▶ **Exercise 1**
Answer these questions from the cat prescription story.
(a) For how many years had the family used the local Rite Aid for all of its prescription needs?
(b) What name was on the prescription the pharmacist found?
(c) What is Vanessa's profession?
▶ **Exercise 2**
Copy word for word the passage of the cat prescription story between "My brother, fearing" and "put her through.", inclusive.

▶ **Text shown**
It turns out in fact that Sniffles had some sort of infection and needed an antibiotic. The vet phoned the prescription in at our local Rite Aid. This Rite Aid was and had been used for all of our prescription needs for 20 years. We also used it as our convenience store, stopping in on the way home to pick up toilet paper or toothpaste or a Birthday card we’d forgotten all about. It’s safe to say that we were in Rite Aid several times per week. My family was so entrenched in the inner workings of Rite Aid that my mom could name everyone who worked there and give you the latest office politics.
My mom stopped in to Rite Aid to pick up Sniffles prescription. She went up to the pharmacy window and in an exchange I can only imagine involved lots of “how have you beens” and chat about the weather and the changes in the neighborhood, my mom asked for the prescription for Sniffles DeMarco. The pharmacist rustled through the prescription bags but couldn’t find anything.
He looked again. “I don’t have anything for a Sniffles DeMarco, but I do have a prescription for a Nipples DeMarco.” My mom knew instantly what had happened. While at the vet with Sniffles, my brother “officially” changed the cat’s name. In an act of sheer fortitude, my mom acknowledged the prescription as hers, and rushed out of the Rite Aid.
Our front door opened with such anger and with a such a bang, it sounded like she had kicked the door in. My mom’s voice echoed through the entire house, “Who…the f*$@…changed the cat’s name…to Nipples?” If she was concerned about that name being announced across the Rite Aid, she had become comfortable enough with the thought of it to scream it through the neighborhood.
My brother, fearing the wrath, did what anyone would have done, he blamed his brother. “Matt did it,” he said. This had the opposite effect because it only made her madder, “He’s in college. He doesn’t even live here anymore!!!”
And like she was left to do so many times in the course of raising two boys, she walked upstairs to her room, shut the door, cooled down, and went on in spite of what we put her through.
Mom has been working with Vanessa, a respiratory therapist, to help her to learn to eat slower, drink slower, and avoid choking. Now the true irony of this is that up until the last couple of years, the opposite has been true…my mom took FOREVER to eat. She would eat so slow that the rest of us would be finished with our seconds before my mom ever made it through a first helping. I always swore it was her mechanism for getting us to stay at the dinner table longer and talk. (I’m still not convinced that wasn’t the case.)

▶ **Given entries**

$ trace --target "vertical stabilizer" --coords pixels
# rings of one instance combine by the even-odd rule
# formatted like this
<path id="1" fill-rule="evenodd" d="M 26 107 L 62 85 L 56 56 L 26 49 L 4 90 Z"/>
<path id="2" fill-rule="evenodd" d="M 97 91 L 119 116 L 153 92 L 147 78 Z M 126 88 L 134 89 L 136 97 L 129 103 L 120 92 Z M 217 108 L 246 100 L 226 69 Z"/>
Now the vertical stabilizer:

▶ **Task output 1**
(a) 20 years
(b) Nipples DeMarco
(c) She is a respiratory therapist.

▶ **Task output 2**
My brother, fearing the wrath, did what anyone would have done, he blamed his brother. “Matt did it,” he said. This had the opposite effect because it only made her madder, “He’s in college. He doesn’t even live here anymore!!!”
And like she was left to do so many times in the course of raising two boys, she walked upstairs to her room, shut the door, cooled down, and went on in spite of what we put her through.